##### Document
International airport in Spain

Seville Airport (Aeropuerto de Sevilla) is the sixth busiest inland airport in Spain. It is the main international airport serving Western Andalusia in southern Spain, and neighbouring provinces. The airport has flight connections to 20 destinations in Spain and 57 destinations around the rest of Europe and Northern Africa, and handled 8,071,524 passengers in 2023. It serves as a base for the low-cost carriers Vueling and Ryanair. It is 10 km east of central Seville, and some 110 km north-east of Costa de la Luz. Seville Airport is also known as San Pablo Airport to distinguish it from the older Tablada Aerodrome, which was in operation as a military aerodrome until 1990.

==Facilities==
Seville Airport is capable of handling ten million passengers a year. There are 23 stands (all of which are self-maneuvering) 16 of which are remote. The airport has 42 check-in desks and 19 boarding gates. It was expanded in 1991 for the Seville Expo '92. In 2013, a new five-story car parking building was opened. In 2019, renovations to increase the airport's capacity began and were completed in 2022. These renovations increased the airport's handling capacity from six million passengers a year to its current capacity of ten million passengers a year.

In the airport grounds, there is an Airbus factory (San Pablo Sur), an Airbus maintenance center (San Pablo Norte) and a Ryanair maintenance center.

==History==

In 1914, the first plane flying between the peninsula and Morocco landed at the improvised aerodrome of Tablada, which had been fitted out the previous year for an air festival. Following this, the municipal government of Seville handed over a plot of land measuring to the Military Aeronautical Society for the construction of an aerodrome. Work on the aerodrome began in 1915 and that same year it began to be used for training pilots and observers.

In 1919, the first commercial flights were operated between Seville and Madrid. The following year, an air postal service was established between Seville and Larache and in 1921, the first Spanish commercial service between Seville and Larache was set up. In 1923, various facilities such as hangars, workshops and premises were opened and approval was given for the construction of a municipal airport in Tablada at one end of the military aerodrome airfield, measuring 750 by 500 m.
##########
##### Information shown
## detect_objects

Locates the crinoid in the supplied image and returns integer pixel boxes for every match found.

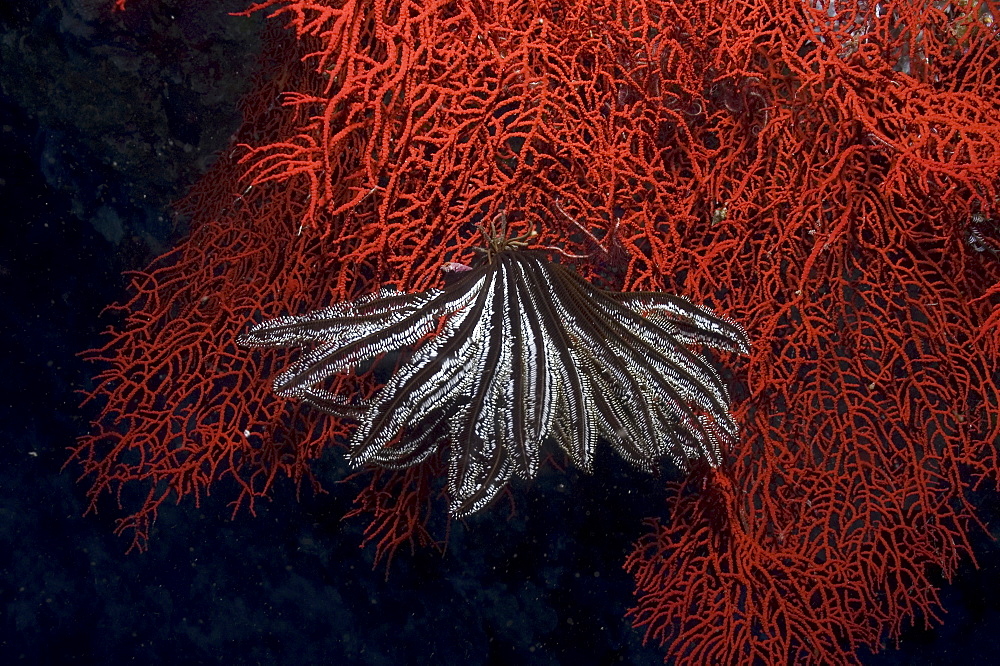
##########
## Required tasks
1. Summarize the Seville Airport text in two sentences.
2. According to the Seville Airport text, what facilities stand on the airport grounds? List every one.
3. Continue the history of Seville Airport from the point where the text stops.

## Outputs
1. Seville Airport, 10 km east of central Seville, is the main international airport serving Western Andalusia, handled 8,071,524 passengers in 2023, and serves as a base for Vueling and Ryanair. Renovations completed in 2022 raised its capacity to ten million passengers a year, and its history begins at Tablada, where the first plane flying between the peninsula and Morocco landed in 1914.

2.
- An Airbus factory (San Pablo Sur)
- An Airbus maintenance center (San Pablo Norte)
- A Ryanair maintenance center

3.
In April 1927, Unión Aérea Española established the air service Madrid-Seville-Lisbon. In February 1929, the Seville airport project was approved and in March, the Tablada aerodrome was opened to flights and air traffic. It was decided that this service would cease once the planned airport was constructed.

In 1929, the first flight was operated between Madrid and Seville and in 1930, this was extended to the Canary Islands. In February 1931, the service between Berlin and Barcelona was extended to Seville. In December 1933, LAPE began a service between Seville and the Canary Islands.

During the Spanish Civil War, Seville became the arrival point for African troops, whilst Iberia served air transport with flights between Tetuán-Seville-Vitoria, Seville-Salamanca and Seville-Larache-Las Palmas.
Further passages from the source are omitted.